■ Given text:
========================================

Spinal Cord Rehab Breakthrough


A Spinal Cord rehab breakthrough occurred at the University of Louisville Spinal Cord research lab , when neuroscientist Susan Harkema turned her back to her study subject to check a reading on a computer screen.

“Hey Susie, look at this,” the patient called out to her. “I can move my toe!


It’s not the first time electrical stimulation has made paralyzed patients move, but Harkema says it’s the first time electrical stimulation directly to the spinal cord has shown voluntary activity. Experts say this new technique is another piece of the puzzle toward helping paralyzed people walk again. And it’s another avenue doctors can go down to try to help these patients.

Brain-controlled devices may help paralyzed people

“This is a breakthrough,” says Dr. Barth Green, co-founder of The Miami Project to Cure Paralysis at the University of Miami, who was not involved in the research. “It shows you can have a living spinal cord under the layer of their injury.”

More than 1,700 paralyzed people have inquired about using this technology, which involves surgically implanting a stimulator and giving it directions with an external remote control. The stimulator creates a small, slightly visible bulge in the lower abdomen and is connected to wires that send electrical pulses to the spinal cord.

But patients shouldn’t expect that the stimulator will help them walk, since the stimulator can only make one leg work at a time. Patients have to turn the stimulator off and then back on again to make the other leg work or to make another set of muscles such as their torsos work.

========================================

■ Data for review:

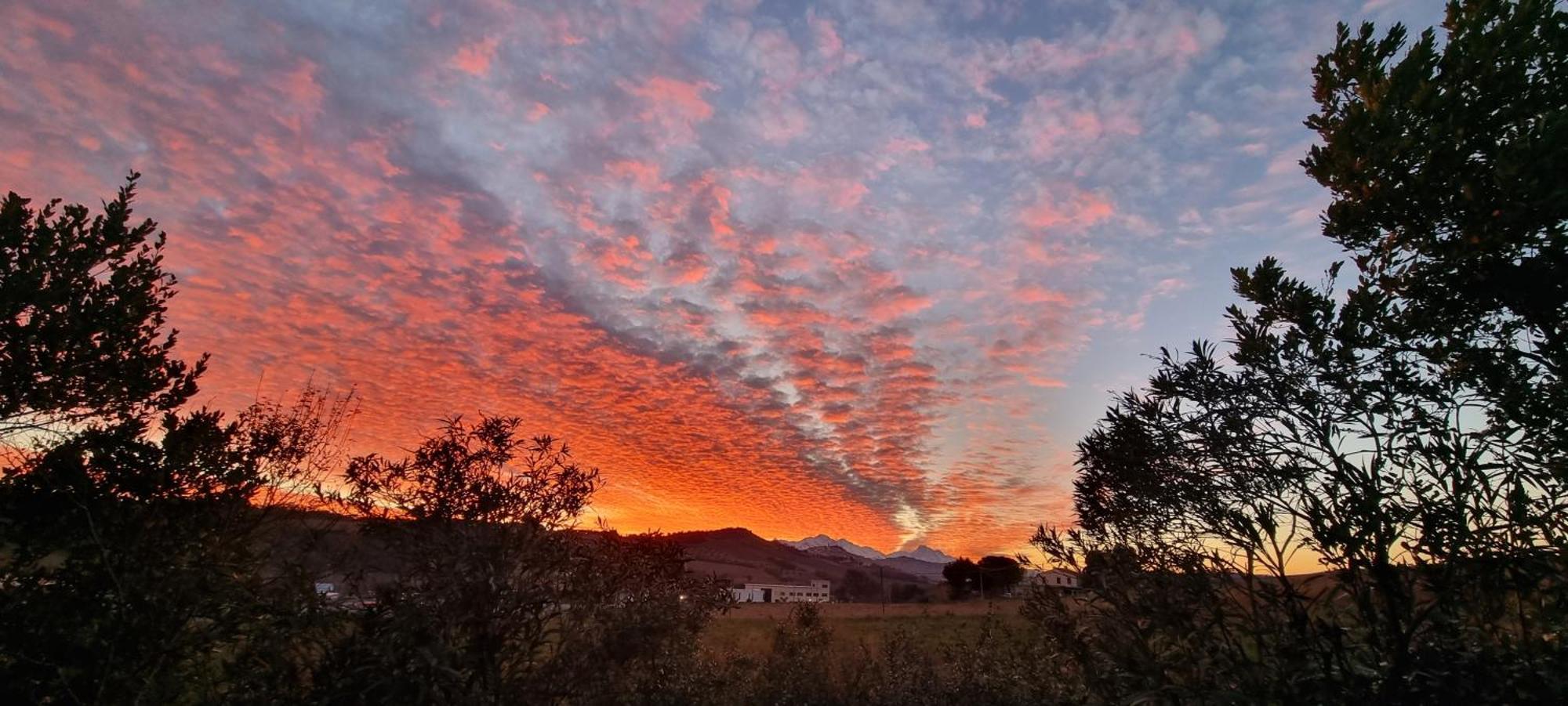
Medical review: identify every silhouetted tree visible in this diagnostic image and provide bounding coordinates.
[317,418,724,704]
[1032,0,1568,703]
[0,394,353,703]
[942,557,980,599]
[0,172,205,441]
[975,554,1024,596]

========================================

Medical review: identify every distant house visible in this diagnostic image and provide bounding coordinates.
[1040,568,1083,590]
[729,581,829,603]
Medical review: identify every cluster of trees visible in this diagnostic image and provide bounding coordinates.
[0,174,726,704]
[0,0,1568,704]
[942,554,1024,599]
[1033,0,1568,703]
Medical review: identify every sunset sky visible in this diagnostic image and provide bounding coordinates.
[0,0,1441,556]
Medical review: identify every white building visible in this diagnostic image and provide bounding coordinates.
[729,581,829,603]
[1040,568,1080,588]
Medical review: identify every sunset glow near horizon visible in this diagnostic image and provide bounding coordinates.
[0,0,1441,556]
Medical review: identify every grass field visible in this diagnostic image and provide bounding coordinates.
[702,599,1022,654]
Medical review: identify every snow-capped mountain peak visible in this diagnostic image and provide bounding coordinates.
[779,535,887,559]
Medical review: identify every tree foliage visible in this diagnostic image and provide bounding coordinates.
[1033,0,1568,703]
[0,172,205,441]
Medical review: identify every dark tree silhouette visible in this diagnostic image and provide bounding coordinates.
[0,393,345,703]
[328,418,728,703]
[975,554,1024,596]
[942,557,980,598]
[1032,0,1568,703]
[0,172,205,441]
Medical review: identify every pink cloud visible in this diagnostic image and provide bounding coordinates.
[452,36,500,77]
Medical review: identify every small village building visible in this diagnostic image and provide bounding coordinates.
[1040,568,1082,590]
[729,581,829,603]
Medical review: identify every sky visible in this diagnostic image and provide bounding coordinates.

========================================

■ What to produce: In the spinal cord rehab article above, rewrite everything from "More than 1,700" down to "the spinal cord.", swapping "external" for "handheld".

■ Answer to the problem:
More than 1,700 paralyzed people have inquired about using this technology, which involves surgically implanting a stimulator and giving it directions with an handheld remote control. The stimulator creates a small, slightly visible bulge in the lower abdomen and is connected to wires that send electrical pulses to the spinal cord.